(Image entries for named regions)
>>>>>

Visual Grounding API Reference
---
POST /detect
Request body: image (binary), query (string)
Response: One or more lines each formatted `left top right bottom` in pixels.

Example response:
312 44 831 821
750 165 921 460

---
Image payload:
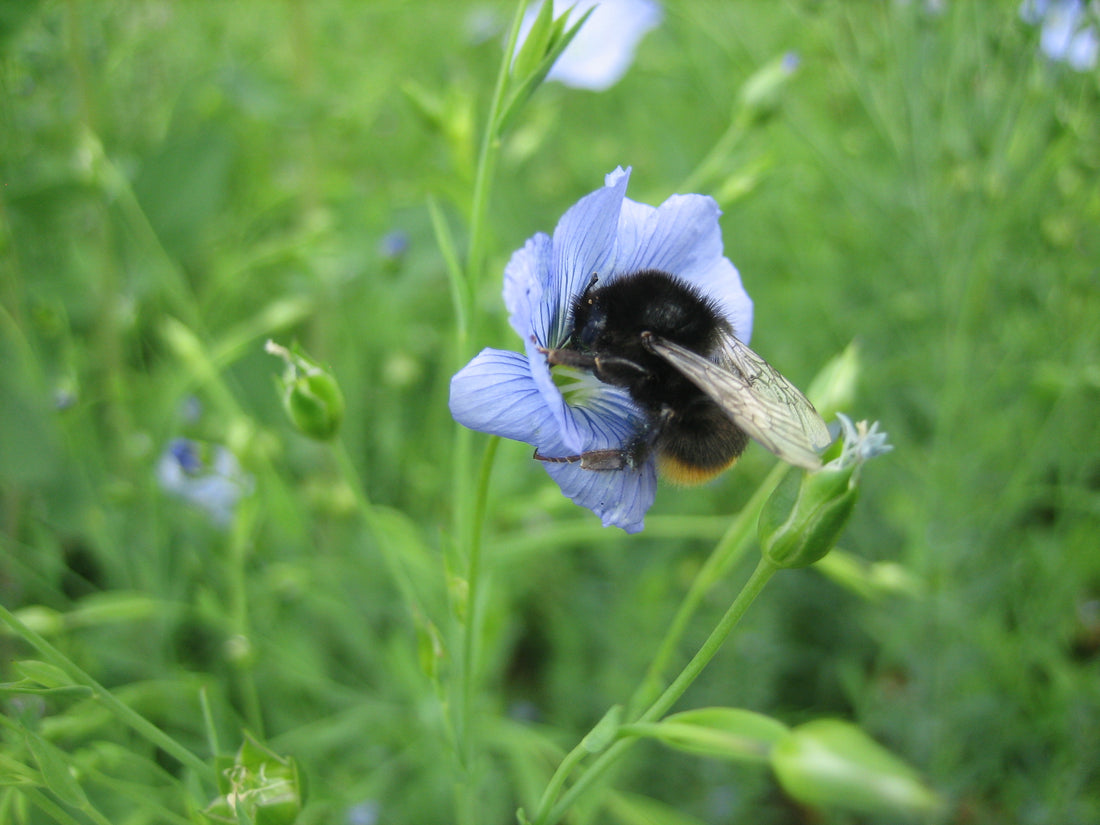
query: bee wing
646 334 833 470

<<<<<

REQUIREMENT -
Please copy every line of the records above word for word, leaving out the pictures.

SOLUTION TO THIS EXERCISE -
Visual Grounding API Reference
---
POST /detect
Request body: image (binary), query (string)
Response: One or more lines each formatted `left top right bottom` in pixels.

Example response:
312 44 831 821
750 165 921 460

---
Image payload:
query: bee wing
646 334 833 470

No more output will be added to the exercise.